↓

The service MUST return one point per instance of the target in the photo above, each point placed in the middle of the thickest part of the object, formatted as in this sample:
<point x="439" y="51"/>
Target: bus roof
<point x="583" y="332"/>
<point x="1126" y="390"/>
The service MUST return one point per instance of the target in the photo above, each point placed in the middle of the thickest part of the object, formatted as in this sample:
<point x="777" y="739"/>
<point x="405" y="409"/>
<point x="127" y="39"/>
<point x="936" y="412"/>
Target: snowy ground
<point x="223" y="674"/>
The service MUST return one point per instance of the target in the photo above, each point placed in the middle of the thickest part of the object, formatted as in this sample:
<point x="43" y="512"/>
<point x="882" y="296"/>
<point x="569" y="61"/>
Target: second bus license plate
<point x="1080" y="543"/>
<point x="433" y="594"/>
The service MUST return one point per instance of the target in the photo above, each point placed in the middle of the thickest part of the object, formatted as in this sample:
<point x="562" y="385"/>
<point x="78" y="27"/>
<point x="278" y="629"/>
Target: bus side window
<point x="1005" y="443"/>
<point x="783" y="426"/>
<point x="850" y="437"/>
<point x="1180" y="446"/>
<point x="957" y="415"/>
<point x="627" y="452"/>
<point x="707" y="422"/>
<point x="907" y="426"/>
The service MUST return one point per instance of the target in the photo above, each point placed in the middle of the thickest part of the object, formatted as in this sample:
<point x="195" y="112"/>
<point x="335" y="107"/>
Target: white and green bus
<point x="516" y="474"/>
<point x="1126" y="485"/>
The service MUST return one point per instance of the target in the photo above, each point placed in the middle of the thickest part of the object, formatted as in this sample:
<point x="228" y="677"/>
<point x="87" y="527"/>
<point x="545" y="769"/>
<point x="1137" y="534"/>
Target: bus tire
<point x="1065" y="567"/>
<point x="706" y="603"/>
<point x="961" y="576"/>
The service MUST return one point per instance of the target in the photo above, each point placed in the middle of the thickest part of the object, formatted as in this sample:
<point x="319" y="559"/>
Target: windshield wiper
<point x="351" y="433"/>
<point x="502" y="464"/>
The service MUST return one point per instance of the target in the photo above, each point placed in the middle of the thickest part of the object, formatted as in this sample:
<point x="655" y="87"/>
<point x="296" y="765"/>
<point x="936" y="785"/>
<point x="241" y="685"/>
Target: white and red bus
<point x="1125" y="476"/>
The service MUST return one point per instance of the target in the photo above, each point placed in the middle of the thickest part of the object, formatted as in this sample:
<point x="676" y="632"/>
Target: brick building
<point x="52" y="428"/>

↑

• **Exercise**: The records above need to be transcribed in full. Keep every character unchanged.

• **Task answer**:
The service MUST return one point per instance of the target in the photo above, each point placed in the middle of the thickest part of the object, formatted as in this sample:
<point x="439" y="51"/>
Target: bus roof
<point x="583" y="332"/>
<point x="1126" y="390"/>
The service MUST return one point per instance of the target in the photo above, each point placed in the middle of the thickest part of the object, formatted as in this sample:
<point x="777" y="739"/>
<point x="405" y="409"/>
<point x="127" y="39"/>
<point x="936" y="412"/>
Target: snowy ground
<point x="223" y="674"/>
The service MUST return one point per instance of the target in the photo above, each point placed in the middle of the thickest part of the object, formatted as in this sample:
<point x="43" y="512"/>
<point x="882" y="296"/>
<point x="569" y="61"/>
Target: second bus license plate
<point x="1080" y="543"/>
<point x="433" y="594"/>
The service MUST return one point per instance of the target in the photo above, each point placed in the middle of the thickest part of the object, formatted as in this sample:
<point x="562" y="385"/>
<point x="78" y="27"/>
<point x="278" y="629"/>
Target: bus side window
<point x="1005" y="443"/>
<point x="783" y="426"/>
<point x="850" y="437"/>
<point x="1180" y="446"/>
<point x="957" y="415"/>
<point x="627" y="452"/>
<point x="707" y="422"/>
<point x="907" y="426"/>
The service MUST return one point per instance of the target in the photo above, each point placed in the middle of the thickest part of the object, formatted as in this sample:
<point x="195" y="112"/>
<point x="335" y="107"/>
Target: white and green bus
<point x="516" y="474"/>
<point x="1126" y="485"/>
The service MUST return one point per instance of the target in the photo above, each point placed in the middle of the thickest part of the object, formatted as in this sample:
<point x="228" y="677"/>
<point x="87" y="527"/>
<point x="545" y="769"/>
<point x="1137" y="534"/>
Target: bus tire
<point x="1065" y="567"/>
<point x="706" y="603"/>
<point x="961" y="576"/>
The service MUST return one point per instance of the target in the photo above, each point placed in the middle of the thickest part of the object, formatted as in this sample:
<point x="319" y="559"/>
Target: windshield wiper
<point x="351" y="433"/>
<point x="502" y="464"/>
The service MUST return one point per instance of the target in the photo above, each point placed in the middle of the thickest part of the object, formatted as in this sample:
<point x="655" y="87"/>
<point x="296" y="765"/>
<point x="936" y="785"/>
<point x="241" y="685"/>
Target: white and red bus
<point x="1125" y="476"/>
The service MUST return one point per instance of the target in the photo above, each point placed in the middle of the thickest part of the object, formatted as in this sample:
<point x="676" y="632"/>
Target: brick building
<point x="52" y="428"/>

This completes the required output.